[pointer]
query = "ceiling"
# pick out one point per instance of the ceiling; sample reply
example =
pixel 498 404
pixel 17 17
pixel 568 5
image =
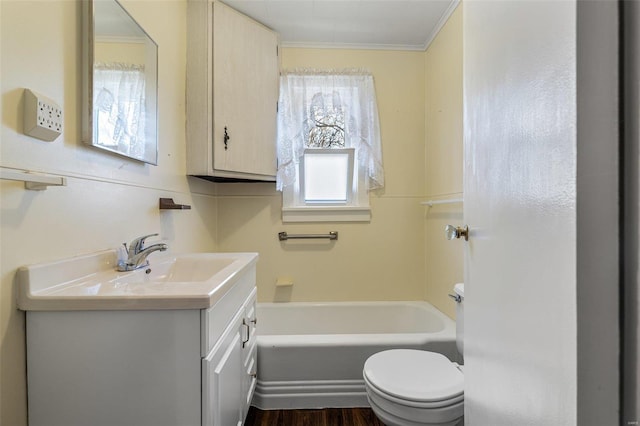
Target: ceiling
pixel 373 24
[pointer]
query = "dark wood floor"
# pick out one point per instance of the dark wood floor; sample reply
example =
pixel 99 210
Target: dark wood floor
pixel 324 417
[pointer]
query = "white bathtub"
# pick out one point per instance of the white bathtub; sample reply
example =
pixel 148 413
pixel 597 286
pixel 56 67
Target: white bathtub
pixel 311 355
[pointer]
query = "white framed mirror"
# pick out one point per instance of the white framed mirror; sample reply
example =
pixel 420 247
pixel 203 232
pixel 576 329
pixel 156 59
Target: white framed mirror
pixel 120 75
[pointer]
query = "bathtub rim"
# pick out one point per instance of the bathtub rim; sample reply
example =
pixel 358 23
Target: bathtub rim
pixel 274 394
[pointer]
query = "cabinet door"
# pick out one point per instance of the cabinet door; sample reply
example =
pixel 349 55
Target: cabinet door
pixel 222 390
pixel 245 93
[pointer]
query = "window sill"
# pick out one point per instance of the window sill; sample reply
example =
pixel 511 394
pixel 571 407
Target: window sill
pixel 326 214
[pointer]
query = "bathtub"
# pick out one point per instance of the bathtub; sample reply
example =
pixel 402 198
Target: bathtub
pixel 311 355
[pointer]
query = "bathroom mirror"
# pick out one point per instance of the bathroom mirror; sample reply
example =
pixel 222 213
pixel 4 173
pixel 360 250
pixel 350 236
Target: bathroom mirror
pixel 120 74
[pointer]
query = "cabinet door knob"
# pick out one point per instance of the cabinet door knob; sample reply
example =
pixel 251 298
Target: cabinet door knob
pixel 244 341
pixel 226 138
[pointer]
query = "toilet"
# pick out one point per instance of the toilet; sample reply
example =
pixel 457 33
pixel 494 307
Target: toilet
pixel 409 387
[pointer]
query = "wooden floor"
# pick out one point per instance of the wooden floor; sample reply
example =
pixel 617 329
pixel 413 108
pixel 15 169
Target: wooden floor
pixel 324 417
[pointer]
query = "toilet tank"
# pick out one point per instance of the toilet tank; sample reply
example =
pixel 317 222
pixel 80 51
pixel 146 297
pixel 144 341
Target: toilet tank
pixel 459 290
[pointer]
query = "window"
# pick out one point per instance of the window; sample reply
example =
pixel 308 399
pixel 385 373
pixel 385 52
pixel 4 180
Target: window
pixel 329 153
pixel 119 107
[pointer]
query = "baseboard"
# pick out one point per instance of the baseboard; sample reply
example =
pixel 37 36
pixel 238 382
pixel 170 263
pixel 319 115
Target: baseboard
pixel 272 395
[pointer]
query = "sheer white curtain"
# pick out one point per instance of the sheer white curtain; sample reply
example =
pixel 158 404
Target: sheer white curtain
pixel 334 108
pixel 119 107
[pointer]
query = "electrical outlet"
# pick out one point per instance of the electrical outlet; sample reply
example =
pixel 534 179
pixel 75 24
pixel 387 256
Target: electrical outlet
pixel 42 116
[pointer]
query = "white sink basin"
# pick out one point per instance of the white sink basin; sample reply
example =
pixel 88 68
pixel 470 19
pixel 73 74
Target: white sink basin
pixel 91 282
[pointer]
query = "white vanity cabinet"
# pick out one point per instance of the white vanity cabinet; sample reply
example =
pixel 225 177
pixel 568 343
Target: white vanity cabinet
pixel 145 367
pixel 232 94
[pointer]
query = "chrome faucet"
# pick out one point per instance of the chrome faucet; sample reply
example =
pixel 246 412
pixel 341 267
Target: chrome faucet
pixel 137 253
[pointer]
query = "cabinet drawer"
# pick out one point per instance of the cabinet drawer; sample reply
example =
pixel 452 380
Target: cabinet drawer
pixel 214 320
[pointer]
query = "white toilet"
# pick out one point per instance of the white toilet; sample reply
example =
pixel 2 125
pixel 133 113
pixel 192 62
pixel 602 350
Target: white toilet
pixel 408 387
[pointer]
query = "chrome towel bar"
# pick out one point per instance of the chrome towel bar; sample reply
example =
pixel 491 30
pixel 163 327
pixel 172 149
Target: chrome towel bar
pixel 283 236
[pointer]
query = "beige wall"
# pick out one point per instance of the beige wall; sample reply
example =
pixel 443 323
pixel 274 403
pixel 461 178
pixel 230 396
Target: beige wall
pixel 108 199
pixel 381 260
pixel 443 161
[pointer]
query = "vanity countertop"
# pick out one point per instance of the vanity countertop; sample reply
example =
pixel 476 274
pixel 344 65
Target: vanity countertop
pixel 91 282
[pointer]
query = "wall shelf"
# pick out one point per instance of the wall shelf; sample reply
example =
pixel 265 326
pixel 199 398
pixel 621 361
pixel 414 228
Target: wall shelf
pixel 33 181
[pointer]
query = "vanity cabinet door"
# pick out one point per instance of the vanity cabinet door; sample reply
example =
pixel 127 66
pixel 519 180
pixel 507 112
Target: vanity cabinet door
pixel 249 351
pixel 222 390
pixel 245 93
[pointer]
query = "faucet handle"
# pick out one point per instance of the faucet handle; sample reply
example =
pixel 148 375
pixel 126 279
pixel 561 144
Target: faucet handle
pixel 137 245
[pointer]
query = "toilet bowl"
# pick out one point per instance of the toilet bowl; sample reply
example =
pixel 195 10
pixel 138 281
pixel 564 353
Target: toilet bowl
pixel 408 387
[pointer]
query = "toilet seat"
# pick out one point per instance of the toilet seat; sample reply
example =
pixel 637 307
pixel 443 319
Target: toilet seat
pixel 415 376
pixel 409 387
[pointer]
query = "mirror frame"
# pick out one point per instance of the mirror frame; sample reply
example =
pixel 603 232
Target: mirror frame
pixel 88 64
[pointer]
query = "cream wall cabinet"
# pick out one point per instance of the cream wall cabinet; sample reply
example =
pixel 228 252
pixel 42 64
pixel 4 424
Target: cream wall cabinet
pixel 232 94
pixel 156 367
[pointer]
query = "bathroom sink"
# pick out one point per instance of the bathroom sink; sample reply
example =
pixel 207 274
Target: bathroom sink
pixel 91 282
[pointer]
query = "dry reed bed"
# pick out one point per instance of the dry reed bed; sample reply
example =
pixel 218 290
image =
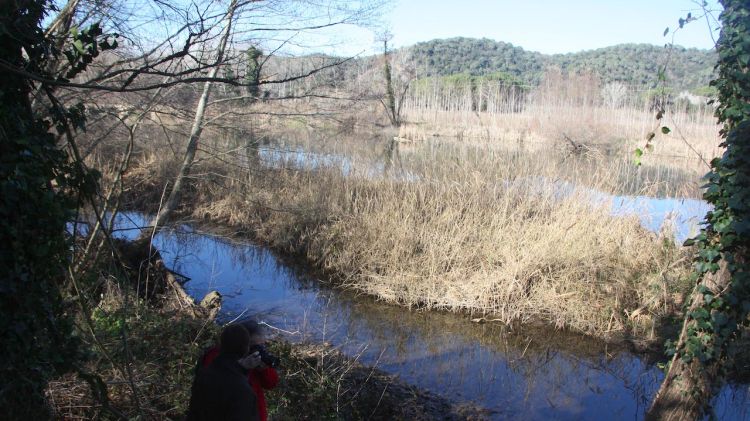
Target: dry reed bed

--------

Look above for the line containing "# pick out one point per instance of the mirror" and the line containing "pixel 42 64". Transcribe both, with the lines between them, exactly.

Solution to this exercise
# pick out one point per instance of the mirror frame; sample reply
example =
pixel 603 232
Target: mirror frame
pixel 88 64
[pointer]
query = "cream wall cabinet"
# pick out one point per instance of the cream wall cabinet; sample reply
example =
pixel 228 252
pixel 42 64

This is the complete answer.